## GIVEN PROBLEM
State how many lines in the records below contain the string "tree". Case counts. Give only the number.
───
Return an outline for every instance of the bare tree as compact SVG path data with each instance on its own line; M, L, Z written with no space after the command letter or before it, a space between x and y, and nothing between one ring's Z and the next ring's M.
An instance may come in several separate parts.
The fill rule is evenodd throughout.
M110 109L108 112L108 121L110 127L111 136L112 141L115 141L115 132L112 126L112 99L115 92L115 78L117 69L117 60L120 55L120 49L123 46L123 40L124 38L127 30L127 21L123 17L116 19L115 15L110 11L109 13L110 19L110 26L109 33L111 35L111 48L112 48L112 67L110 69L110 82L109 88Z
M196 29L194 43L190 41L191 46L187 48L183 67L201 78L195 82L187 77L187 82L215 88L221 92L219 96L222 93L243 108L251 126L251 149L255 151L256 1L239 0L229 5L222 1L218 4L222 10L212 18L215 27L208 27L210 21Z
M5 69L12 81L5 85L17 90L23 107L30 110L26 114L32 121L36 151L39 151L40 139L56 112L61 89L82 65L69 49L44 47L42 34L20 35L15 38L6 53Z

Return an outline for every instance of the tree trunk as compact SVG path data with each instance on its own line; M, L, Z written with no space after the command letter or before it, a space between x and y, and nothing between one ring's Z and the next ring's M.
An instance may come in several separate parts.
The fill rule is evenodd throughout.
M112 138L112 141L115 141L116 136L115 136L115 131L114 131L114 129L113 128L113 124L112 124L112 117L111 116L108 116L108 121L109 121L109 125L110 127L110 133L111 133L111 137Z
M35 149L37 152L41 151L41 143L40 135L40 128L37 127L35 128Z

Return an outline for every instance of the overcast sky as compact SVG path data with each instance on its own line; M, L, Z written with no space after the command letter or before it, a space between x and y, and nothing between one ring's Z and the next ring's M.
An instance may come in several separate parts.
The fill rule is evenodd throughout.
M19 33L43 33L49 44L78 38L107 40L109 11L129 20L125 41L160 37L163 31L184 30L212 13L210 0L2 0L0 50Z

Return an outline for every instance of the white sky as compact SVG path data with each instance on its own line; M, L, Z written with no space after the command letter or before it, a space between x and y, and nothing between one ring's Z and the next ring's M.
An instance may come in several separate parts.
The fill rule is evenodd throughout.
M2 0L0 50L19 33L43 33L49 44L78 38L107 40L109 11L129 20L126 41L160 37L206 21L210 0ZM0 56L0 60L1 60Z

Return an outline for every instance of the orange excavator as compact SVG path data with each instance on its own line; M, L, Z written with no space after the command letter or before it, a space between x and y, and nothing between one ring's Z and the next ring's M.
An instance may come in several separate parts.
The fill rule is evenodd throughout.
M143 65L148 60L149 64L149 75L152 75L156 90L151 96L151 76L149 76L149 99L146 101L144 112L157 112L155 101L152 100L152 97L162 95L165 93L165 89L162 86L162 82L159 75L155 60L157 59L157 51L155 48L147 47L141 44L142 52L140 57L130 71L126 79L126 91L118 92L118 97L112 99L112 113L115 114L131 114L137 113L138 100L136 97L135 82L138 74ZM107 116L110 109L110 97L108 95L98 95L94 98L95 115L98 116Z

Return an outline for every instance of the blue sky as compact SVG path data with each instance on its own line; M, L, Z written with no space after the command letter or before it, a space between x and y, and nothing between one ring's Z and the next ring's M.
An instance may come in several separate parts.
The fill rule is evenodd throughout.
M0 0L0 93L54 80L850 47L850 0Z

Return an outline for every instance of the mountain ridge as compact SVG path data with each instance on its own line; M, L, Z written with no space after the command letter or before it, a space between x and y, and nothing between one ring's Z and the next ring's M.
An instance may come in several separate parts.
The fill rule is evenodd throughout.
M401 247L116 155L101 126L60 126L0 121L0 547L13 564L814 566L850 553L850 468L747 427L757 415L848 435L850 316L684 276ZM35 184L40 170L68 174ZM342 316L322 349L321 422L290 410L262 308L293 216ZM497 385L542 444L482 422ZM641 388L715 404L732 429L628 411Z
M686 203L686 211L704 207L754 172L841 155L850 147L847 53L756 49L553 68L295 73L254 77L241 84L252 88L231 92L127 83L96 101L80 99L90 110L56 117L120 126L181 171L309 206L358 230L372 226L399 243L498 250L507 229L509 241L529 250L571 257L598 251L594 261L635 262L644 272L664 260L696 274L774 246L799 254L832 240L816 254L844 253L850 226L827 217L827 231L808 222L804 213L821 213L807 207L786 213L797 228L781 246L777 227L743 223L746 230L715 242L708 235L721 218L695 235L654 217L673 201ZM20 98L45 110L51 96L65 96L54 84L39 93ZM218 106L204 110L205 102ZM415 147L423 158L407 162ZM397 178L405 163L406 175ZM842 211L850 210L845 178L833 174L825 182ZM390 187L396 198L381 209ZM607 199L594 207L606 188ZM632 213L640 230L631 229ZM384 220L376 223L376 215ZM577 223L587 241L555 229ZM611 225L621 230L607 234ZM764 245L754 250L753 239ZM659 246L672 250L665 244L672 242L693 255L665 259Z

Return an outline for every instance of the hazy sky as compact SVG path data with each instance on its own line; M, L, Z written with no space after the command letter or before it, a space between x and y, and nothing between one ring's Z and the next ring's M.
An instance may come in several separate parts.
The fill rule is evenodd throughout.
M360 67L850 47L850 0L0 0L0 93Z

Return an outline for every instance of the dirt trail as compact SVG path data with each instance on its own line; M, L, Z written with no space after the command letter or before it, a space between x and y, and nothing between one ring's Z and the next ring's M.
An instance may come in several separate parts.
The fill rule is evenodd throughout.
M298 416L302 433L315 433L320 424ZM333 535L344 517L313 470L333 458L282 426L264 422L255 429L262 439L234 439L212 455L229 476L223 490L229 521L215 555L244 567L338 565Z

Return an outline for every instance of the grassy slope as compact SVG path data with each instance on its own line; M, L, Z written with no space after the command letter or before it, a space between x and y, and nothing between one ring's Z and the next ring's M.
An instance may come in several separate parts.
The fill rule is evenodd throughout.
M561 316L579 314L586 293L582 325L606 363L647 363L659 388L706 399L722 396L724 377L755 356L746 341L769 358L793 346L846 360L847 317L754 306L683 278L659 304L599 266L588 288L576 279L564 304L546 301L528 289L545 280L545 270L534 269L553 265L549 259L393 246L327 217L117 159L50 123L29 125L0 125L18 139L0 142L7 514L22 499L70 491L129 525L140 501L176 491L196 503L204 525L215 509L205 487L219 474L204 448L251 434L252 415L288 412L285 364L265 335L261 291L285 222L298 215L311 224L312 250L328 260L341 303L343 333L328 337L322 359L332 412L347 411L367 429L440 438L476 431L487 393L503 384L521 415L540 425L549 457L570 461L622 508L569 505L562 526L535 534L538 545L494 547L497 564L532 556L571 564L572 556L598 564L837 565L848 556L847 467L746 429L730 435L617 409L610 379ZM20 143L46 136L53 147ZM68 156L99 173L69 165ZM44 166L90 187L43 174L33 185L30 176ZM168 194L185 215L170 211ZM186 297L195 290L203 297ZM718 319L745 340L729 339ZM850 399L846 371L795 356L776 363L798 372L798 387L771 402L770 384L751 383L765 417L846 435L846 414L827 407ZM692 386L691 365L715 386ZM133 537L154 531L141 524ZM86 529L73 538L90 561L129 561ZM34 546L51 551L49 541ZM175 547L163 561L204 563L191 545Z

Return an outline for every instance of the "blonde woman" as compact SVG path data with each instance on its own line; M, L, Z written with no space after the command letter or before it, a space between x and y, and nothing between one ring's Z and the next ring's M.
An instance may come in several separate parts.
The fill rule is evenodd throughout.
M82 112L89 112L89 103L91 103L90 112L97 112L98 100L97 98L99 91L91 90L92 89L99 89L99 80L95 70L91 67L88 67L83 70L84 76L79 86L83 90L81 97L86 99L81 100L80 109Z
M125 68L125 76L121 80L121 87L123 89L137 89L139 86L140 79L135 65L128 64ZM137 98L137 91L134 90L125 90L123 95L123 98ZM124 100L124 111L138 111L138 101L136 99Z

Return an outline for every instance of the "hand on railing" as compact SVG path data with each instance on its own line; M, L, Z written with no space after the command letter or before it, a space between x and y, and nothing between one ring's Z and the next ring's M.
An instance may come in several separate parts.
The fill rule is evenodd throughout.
───
## EXERCISE SOLUTION
2